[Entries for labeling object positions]

----------------

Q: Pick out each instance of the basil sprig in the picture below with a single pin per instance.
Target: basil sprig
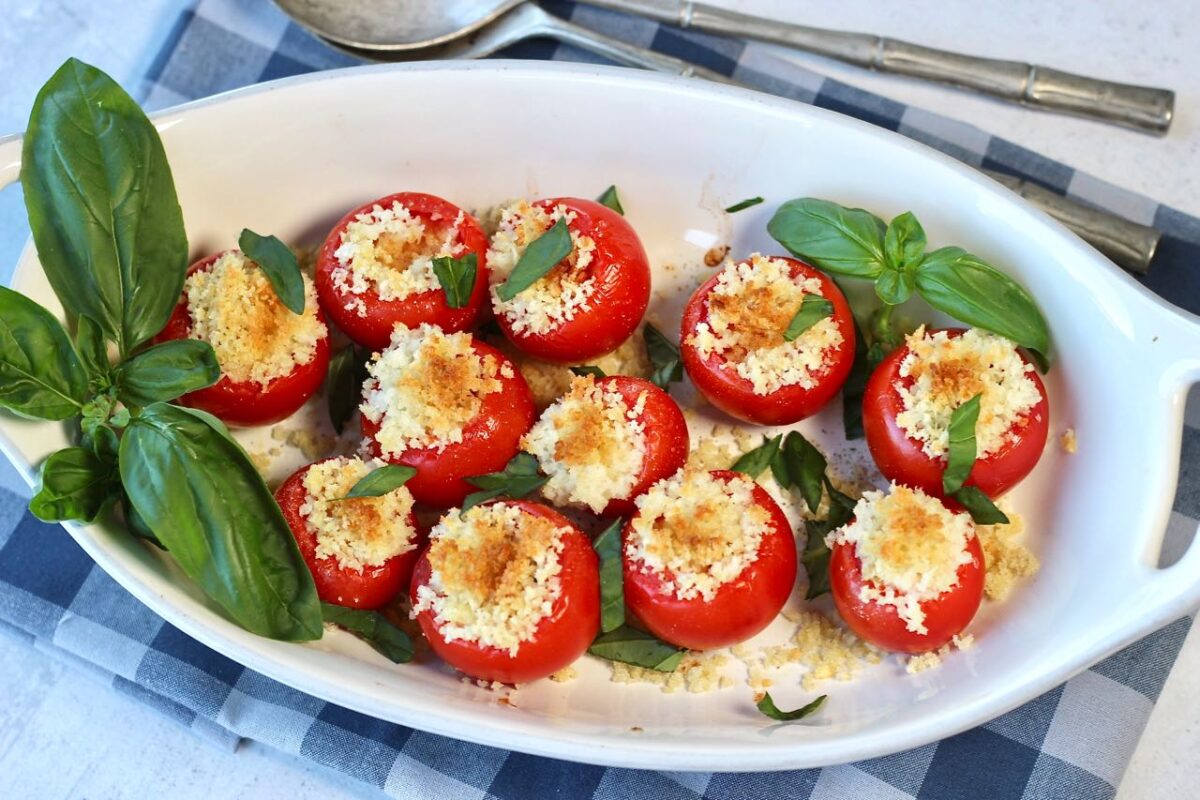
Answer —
(857, 244)
(767, 705)
(373, 629)
(280, 264)
(520, 476)
(457, 277)
(637, 648)
(540, 257)
(664, 358)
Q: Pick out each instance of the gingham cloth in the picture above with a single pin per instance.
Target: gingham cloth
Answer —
(1073, 741)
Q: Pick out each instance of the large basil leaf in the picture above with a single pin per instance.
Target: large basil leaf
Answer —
(102, 205)
(40, 372)
(839, 240)
(964, 287)
(167, 371)
(201, 495)
(75, 483)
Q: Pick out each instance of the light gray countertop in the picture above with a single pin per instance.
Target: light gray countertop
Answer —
(65, 735)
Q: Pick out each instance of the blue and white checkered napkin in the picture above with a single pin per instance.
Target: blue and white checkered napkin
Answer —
(1073, 741)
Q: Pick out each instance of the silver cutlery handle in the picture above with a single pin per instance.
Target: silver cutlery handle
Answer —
(1144, 108)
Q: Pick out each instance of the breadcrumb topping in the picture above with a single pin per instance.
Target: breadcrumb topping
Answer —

----------------

Request: Swap "single pin" for "single marker" throughout the entries above and reproduce every line with no other change. Leave the picture out of your version.

Written response:
Q: Pick out each instance of the basil sprig in the picture below with a single marker per instance.
Target: basil sprig
Answer —
(857, 244)
(767, 705)
(373, 629)
(280, 264)
(520, 476)
(457, 277)
(637, 648)
(540, 257)
(664, 358)
Q: Pick out each instance of the gingham cloth in the picture above with a single marker per instance.
Target: gingham cloth
Answer —
(1073, 741)
Q: Pick out each instance of the large basil leaf in the picture above with a single marker per instance.
Target: large basil leaf
Answer —
(102, 205)
(40, 372)
(839, 240)
(964, 287)
(167, 371)
(201, 495)
(75, 483)
Q: Pick out each instance of the light gray countertop in the picture above with a single marker per instance.
Target: light gray countertop
Answer —
(65, 735)
Q: Pick out each instance of the blue and white checkered napkin in the picture above with a single marker per instance.
Target: blue and white checkered napkin
Answer —
(1073, 741)
Q: Pick out each instance of the silver cutlery handle in the picture above with a single marker per instance.
Target: silver cutlery handle
Answer —
(1144, 108)
Q: Pick out each instance of the breadcrumb topping in the picture above with a single marker per instance.
Target: breadcrumb topping
Answer —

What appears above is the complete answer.